▸ BRIEF
Please transcribe the data exactly as shown, skipping the images.

[[ SUPPLIED DATA open ]]

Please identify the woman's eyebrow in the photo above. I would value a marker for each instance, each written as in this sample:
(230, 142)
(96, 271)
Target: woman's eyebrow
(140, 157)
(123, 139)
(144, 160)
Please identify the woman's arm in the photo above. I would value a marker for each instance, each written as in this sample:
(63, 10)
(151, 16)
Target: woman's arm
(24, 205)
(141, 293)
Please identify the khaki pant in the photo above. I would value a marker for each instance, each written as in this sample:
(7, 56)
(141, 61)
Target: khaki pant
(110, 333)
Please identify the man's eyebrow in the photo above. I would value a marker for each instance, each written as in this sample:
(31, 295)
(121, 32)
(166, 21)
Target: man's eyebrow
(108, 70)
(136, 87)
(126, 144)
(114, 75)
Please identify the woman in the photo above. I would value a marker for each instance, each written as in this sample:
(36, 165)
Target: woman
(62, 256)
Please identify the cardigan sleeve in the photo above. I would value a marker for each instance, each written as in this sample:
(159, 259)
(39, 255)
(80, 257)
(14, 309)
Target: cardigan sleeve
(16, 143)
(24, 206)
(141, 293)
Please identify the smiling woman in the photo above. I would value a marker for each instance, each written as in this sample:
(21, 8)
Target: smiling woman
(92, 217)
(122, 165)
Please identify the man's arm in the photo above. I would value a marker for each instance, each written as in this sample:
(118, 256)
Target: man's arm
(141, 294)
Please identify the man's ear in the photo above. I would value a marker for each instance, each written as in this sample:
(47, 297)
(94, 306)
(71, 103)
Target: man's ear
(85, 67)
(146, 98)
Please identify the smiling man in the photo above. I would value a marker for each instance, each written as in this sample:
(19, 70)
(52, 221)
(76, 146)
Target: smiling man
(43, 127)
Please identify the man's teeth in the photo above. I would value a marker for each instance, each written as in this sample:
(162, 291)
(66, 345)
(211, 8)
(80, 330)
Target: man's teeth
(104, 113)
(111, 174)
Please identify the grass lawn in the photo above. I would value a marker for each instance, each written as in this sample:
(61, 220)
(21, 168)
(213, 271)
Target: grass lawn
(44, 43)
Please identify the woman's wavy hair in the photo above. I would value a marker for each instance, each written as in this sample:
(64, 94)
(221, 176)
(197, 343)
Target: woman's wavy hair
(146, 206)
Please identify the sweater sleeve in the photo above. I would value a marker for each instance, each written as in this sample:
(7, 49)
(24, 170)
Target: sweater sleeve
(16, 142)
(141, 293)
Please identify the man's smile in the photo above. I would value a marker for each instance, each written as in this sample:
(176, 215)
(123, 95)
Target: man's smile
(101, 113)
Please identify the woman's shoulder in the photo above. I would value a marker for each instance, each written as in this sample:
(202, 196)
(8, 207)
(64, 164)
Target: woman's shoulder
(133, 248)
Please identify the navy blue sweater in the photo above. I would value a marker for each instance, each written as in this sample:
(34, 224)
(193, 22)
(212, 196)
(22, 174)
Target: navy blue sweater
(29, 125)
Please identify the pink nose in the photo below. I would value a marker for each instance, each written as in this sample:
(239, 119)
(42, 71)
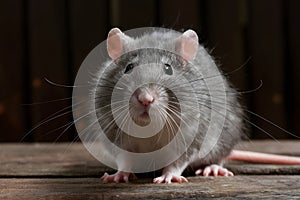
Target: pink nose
(145, 99)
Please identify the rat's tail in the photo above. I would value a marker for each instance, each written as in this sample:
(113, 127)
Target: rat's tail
(256, 157)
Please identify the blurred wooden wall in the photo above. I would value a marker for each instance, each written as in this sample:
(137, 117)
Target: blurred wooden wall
(50, 38)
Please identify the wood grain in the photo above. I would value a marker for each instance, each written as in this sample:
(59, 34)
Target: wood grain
(242, 187)
(68, 171)
(73, 160)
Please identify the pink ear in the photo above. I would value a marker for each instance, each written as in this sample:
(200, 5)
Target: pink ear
(114, 43)
(187, 45)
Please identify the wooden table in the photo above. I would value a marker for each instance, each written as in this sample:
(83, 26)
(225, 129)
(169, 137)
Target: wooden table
(64, 171)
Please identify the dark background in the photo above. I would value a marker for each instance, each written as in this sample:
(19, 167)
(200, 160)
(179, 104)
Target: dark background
(50, 38)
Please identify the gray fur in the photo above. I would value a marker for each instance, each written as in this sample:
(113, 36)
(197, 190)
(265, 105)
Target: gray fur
(140, 51)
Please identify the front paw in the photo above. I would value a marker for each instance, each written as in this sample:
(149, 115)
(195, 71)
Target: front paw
(118, 177)
(215, 170)
(169, 178)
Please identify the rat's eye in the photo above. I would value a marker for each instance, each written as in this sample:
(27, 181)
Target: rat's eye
(168, 69)
(129, 68)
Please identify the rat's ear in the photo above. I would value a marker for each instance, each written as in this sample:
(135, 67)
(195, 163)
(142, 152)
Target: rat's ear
(115, 42)
(187, 45)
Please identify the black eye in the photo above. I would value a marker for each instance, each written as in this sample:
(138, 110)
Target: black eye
(168, 69)
(129, 68)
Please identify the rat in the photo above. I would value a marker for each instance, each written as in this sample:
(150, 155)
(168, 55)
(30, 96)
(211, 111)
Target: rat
(167, 81)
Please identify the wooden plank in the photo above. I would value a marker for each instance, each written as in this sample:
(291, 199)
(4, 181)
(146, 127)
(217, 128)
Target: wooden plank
(48, 59)
(73, 160)
(293, 49)
(266, 48)
(238, 187)
(12, 114)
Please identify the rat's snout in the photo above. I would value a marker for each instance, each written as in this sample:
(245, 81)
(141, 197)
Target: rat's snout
(145, 98)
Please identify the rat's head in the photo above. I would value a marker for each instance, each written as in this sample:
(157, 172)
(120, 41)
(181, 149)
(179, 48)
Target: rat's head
(145, 72)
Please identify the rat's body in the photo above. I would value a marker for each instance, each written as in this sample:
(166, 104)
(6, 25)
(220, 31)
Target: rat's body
(163, 56)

[[ SUPPLIED DATA closed ]]

▸ ANSWER
Please identify the woman's eyebrow in the photo above. I would value a marker for each instance, each written as in this sample:
(230, 142)
(96, 271)
Target: woman's eyebrow
(140, 157)
(123, 139)
(144, 160)
Please identify the woman's arm in the photo above. I would value a marker for each instance, each written as in this sample:
(63, 10)
(151, 16)
Target: woman's arm
(24, 205)
(141, 293)
Please identify the khaki pant in the photo above. I would value a marker for each instance, each written as in this sample:
(7, 56)
(141, 61)
Target: khaki pant
(110, 333)
Please identify the man's eyebrow in the photo above. I would value a marker for each instance, each written as in this sample:
(31, 295)
(121, 32)
(166, 21)
Target: man's eyebrow
(108, 70)
(136, 87)
(126, 144)
(114, 75)
Please identify the woman in the photo above. I would value a marker for each instance, each written as in this sample:
(36, 165)
Target: woman
(62, 256)
Please identify the cardigan sleeve in the photo above. I would value a marker for each instance, each written as in this sample:
(159, 259)
(39, 255)
(80, 257)
(14, 309)
Target: cardigan sleeve
(16, 143)
(24, 206)
(141, 293)
Please identify the smiling woman in the photo above. I would value a marker for each instance, each written as in this sample:
(21, 8)
Target: smiling woman
(92, 217)
(122, 165)
Please identify the man's arm in the photo above. I would value a marker for each instance, each written as in this sample:
(118, 256)
Target: man's arm
(141, 294)
Please identify the man's ear in the photo above. I would value a marker for each instance, each written as in this sample:
(47, 297)
(94, 306)
(71, 103)
Target: man's ear
(85, 67)
(146, 98)
Please identify the smiling man in the photo above. I would value a marker for each instance, each written as in this sample:
(19, 70)
(52, 221)
(76, 146)
Target: smiling man
(43, 127)
Please identify the man's teeth in the photo above. I would value a marker for each instance, each written as in this sample:
(162, 291)
(66, 345)
(211, 8)
(80, 330)
Target: man's teeth
(104, 113)
(111, 174)
Please identify the grass lawn in the photo above. I would value a marker for each instance, each written as in this sample:
(61, 220)
(21, 168)
(213, 271)
Target: grass lawn
(44, 43)
Please identify the woman's wavy hair in the photo above. I would value a marker for each instance, each written as in this sample:
(64, 94)
(221, 176)
(197, 343)
Target: woman's wavy hair
(146, 206)
Please identify the sweater sleeve in the photo above. I would value a marker for each instance, each written as in this sample:
(7, 49)
(24, 170)
Target: sweater sleeve
(16, 142)
(141, 293)
Please identify the man's smile in the photo above. I would value a marker for each instance, each written as in this sample:
(176, 215)
(123, 95)
Target: man's smile
(101, 113)
Please identify the woman's shoulder in the photo above. I would value a marker for each instance, each written as in this sample:
(202, 196)
(8, 207)
(64, 164)
Target: woman's shoulder
(133, 248)
Please identify the navy blue sweater in the photo above. I would value a marker for each instance, each written as in this sample:
(34, 224)
(193, 22)
(212, 196)
(22, 174)
Target: navy blue sweater
(29, 125)
Please identify the pink nose in the photo below. I would value a marker for each instance, each written as in this sample:
(239, 119)
(42, 71)
Target: pink nose
(145, 99)
Please identify the rat's tail in the photo above. I would value a marker for each instance, each written as in this sample:
(113, 127)
Target: rat's tail
(256, 157)
Please identify the blurred wooden wall in the photo above. I would value a marker for each instance, each written as in this sample:
(137, 117)
Target: blurred wooden wall
(50, 38)
Please identify the wood grain in the photo above. I would value a marker for each instance, each written as in this sample:
(59, 34)
Target: wood grain
(242, 187)
(68, 171)
(73, 160)
Please identify the pink ear in the photo above. I would value a marker for each instance, each written as in this sample:
(200, 5)
Target: pink ear
(114, 43)
(187, 45)
Please identify the wooden table in the photo above. I would value a marker for each instance, each written as in this sample:
(83, 26)
(225, 129)
(169, 137)
Target: wooden table
(64, 171)
Please identify the dark background in the photo above. I would value a marker for each instance, each written as in this sample:
(19, 167)
(200, 160)
(179, 104)
Target: dark background
(50, 38)
Please identify the gray fur in the photo above. I would value a marker for each instance, each written as in this sample:
(113, 36)
(197, 190)
(265, 105)
Target: gray fur
(140, 51)
Please identify the front paw in the photo above. I would value a marker for each instance, each written as in this sample:
(149, 115)
(195, 71)
Target: front paw
(118, 177)
(215, 170)
(169, 178)
Please identify the rat's eye in the photo above. I would value a marker for each instance, each written as in this sample:
(27, 181)
Target: rat's eye
(168, 69)
(129, 68)
Please identify the rat's ear in the photo above. I would value a marker for each instance, each written as in this sample:
(135, 67)
(195, 163)
(142, 152)
Target: rat's ear
(115, 42)
(187, 45)
Please identify the black eye in the photo above. I would value a marker for each instance, each written as in this sample:
(138, 110)
Target: black eye
(168, 69)
(129, 68)
Please identify the rat in the photo above. I would value a marker for each instance, each written as in this sample:
(150, 155)
(168, 55)
(30, 96)
(211, 111)
Target: rat
(167, 81)
Please identify the wooden plank in the photo above. I would value a marker for each instance, each written as in this sample:
(291, 199)
(4, 181)
(146, 127)
(217, 128)
Target: wooden plank
(48, 59)
(73, 160)
(293, 49)
(266, 48)
(238, 187)
(12, 114)
Please identify the rat's snout in the photo above. I would value a marker for each instance, each written as in this sample:
(245, 81)
(141, 197)
Target: rat's snout
(145, 98)
Please identify the rat's head in the photo above. I would value a marker for each instance, each written as in this sample:
(157, 172)
(120, 41)
(181, 149)
(179, 48)
Target: rat's head
(145, 72)
Please identify the rat's body in the photo above. I would value a marker for each instance, each written as in this sample:
(166, 104)
(6, 25)
(220, 31)
Target: rat's body
(163, 56)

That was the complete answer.